Stated goal A: Duplicate the blog post on screen adaptations between "More recently, I" and "like they expect.", inclusive.
Stated goal B: In the blog post on screen adaptations, what did the friend who said "I love Sherlock Holmes" turn out to have done and not done when questioned?

On my Second Blog Birthday I decided to think about the phrase ‘You’re such a purist!’. Mr Bookwormandtheatremouse has been known to repeat this many a time as we watch various adaptations of much-loved novels. Do not get me wrong, I understand that a novel can not be transported directly to the screen, but there are some things in some novels which are just not to be messed with!
There whole term ‘Purist’ was often thrown at me during ‘Sherlock’. A much-loved show, but can something that has been so changed really have characters called Sherlock Holmes and Doctor Watson? By all means, writers can be inspired by other writers and even characters, but the final straw for me was the day a friend turned to me and uttered the words ‘I love Sherlock Holmes’ and when questioned had never read a story but had a crush on Benedict Cumberbatch. If the show had encouraged her to pick up the original books and discover those glorious original tales, I could maybe have forgiven the statement – but sadly it did not!
More recently, I had a little rant after watching ‘The ABC Murders’ over the festive season. Unfortunately, it simply was not a Christie tale that we sat down to watch. There is something wrong about adding such violence to the gentle escapism of the original story. And why transform Poirot’s character and side step Captain Hastings? Can modern audiences simply not be entertained without so much extreme drama? If they were to pick up the novel, I am not sure it would be anything like they expect.

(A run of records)

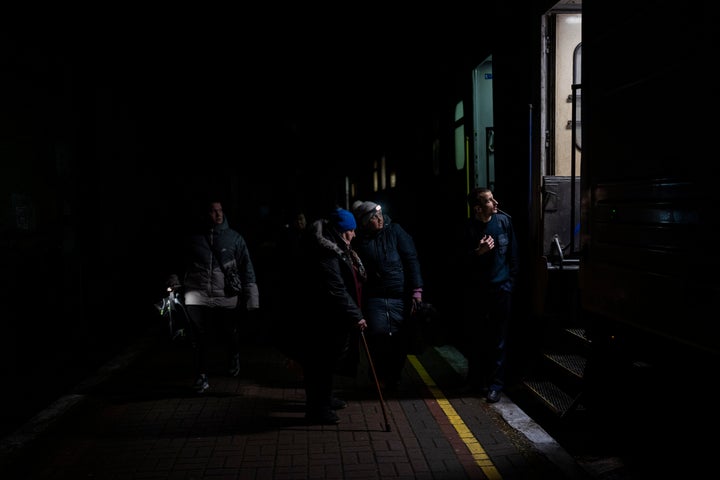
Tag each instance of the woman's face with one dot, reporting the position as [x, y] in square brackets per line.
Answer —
[376, 221]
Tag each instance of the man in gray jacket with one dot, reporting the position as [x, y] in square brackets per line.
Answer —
[210, 307]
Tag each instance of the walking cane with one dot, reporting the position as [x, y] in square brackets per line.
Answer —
[377, 384]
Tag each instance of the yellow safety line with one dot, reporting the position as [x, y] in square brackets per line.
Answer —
[478, 452]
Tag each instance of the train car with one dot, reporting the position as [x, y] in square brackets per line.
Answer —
[601, 164]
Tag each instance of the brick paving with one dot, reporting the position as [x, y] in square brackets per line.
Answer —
[143, 421]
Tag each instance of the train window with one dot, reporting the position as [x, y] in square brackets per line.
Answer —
[459, 136]
[577, 81]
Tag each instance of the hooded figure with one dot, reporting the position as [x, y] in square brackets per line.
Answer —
[392, 291]
[333, 290]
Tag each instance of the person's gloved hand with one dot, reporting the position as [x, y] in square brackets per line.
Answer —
[173, 282]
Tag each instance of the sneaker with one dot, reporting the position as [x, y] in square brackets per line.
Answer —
[324, 417]
[493, 396]
[337, 404]
[201, 384]
[234, 370]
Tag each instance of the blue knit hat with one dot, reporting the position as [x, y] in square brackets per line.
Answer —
[342, 220]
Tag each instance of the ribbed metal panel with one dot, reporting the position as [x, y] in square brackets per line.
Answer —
[574, 364]
[553, 397]
[578, 332]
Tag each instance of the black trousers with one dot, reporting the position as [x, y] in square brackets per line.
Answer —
[210, 324]
[486, 325]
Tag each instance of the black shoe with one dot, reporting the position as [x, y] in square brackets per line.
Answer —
[337, 404]
[493, 396]
[201, 384]
[325, 417]
[234, 370]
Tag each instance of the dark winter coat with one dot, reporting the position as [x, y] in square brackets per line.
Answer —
[325, 328]
[498, 268]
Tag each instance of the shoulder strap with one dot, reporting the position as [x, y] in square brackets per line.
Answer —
[215, 254]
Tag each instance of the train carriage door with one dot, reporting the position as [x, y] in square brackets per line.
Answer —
[560, 157]
[483, 133]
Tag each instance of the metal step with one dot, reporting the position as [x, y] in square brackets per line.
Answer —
[579, 333]
[573, 363]
[552, 396]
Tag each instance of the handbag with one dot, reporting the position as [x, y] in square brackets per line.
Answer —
[233, 283]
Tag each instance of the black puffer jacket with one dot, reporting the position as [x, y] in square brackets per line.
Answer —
[393, 272]
[331, 280]
[391, 261]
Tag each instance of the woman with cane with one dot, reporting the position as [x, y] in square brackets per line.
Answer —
[330, 343]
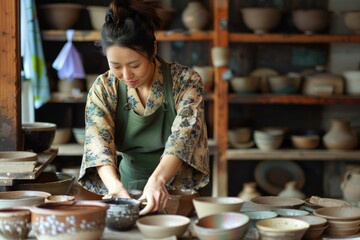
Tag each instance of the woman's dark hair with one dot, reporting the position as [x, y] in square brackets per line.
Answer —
[131, 24]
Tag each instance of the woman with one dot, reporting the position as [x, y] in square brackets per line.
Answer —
[150, 111]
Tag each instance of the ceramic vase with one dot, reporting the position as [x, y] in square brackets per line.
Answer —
[340, 136]
[291, 190]
[249, 191]
[351, 185]
[195, 16]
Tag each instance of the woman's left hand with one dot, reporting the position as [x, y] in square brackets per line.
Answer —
[156, 196]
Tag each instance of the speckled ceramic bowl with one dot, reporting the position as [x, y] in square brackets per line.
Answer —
[69, 220]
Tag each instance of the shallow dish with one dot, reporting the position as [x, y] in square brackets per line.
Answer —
[161, 226]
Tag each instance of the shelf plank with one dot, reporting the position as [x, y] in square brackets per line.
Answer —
[293, 38]
[44, 159]
[90, 36]
[292, 154]
[292, 99]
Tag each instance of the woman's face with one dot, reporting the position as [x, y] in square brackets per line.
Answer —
[133, 68]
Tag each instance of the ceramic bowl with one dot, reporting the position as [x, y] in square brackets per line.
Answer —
[180, 202]
[268, 139]
[352, 21]
[274, 202]
[245, 84]
[60, 15]
[261, 20]
[282, 228]
[38, 136]
[205, 206]
[161, 226]
[305, 141]
[311, 21]
[15, 223]
[122, 213]
[207, 76]
[97, 16]
[75, 220]
[289, 212]
[22, 198]
[55, 183]
[227, 225]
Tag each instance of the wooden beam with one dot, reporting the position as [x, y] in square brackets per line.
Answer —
[10, 90]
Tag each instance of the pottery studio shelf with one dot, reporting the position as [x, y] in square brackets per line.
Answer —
[293, 154]
[44, 159]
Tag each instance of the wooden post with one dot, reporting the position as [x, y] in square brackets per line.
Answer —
[10, 90]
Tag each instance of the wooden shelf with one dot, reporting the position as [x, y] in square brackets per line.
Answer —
[292, 38]
[292, 99]
[89, 35]
[44, 159]
[292, 154]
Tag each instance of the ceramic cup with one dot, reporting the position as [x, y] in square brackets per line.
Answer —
[220, 56]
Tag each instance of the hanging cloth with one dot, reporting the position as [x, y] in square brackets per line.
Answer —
[32, 53]
[68, 63]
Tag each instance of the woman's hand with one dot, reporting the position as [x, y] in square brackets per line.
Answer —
[156, 195]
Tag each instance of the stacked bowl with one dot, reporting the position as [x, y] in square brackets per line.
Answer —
[342, 221]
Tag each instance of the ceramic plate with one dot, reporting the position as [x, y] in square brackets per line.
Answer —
[272, 176]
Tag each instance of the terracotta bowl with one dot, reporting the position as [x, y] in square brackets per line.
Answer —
[15, 223]
[97, 16]
[162, 226]
[60, 15]
[122, 213]
[261, 20]
[22, 198]
[227, 225]
[38, 136]
[311, 21]
[205, 206]
[180, 202]
[55, 183]
[352, 21]
[75, 220]
[305, 141]
[282, 228]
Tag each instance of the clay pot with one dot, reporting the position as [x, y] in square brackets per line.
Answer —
[261, 20]
[249, 191]
[291, 190]
[340, 136]
[351, 185]
[195, 16]
[311, 21]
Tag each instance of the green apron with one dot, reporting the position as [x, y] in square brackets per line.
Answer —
[141, 139]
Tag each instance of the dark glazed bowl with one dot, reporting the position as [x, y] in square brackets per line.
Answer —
[38, 136]
[122, 213]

Complete answer A:
More recently, I had a little rant after watching ‘The ABC Murders’ over the festive season. Unfortunately, it simply was not a Christie tale that we sat down to watch. There is something wrong about adding such violence to the gentle escapism of the original story. And why transform Poirot’s character and side step Captain Hastings? Can modern audiences simply not be entertained without so much extreme drama? If they were to pick up the novel, I am not sure it would be anything like they expect.

Complete answer B: The friend had never read a story but had a crush on Benedict Cumberbatch.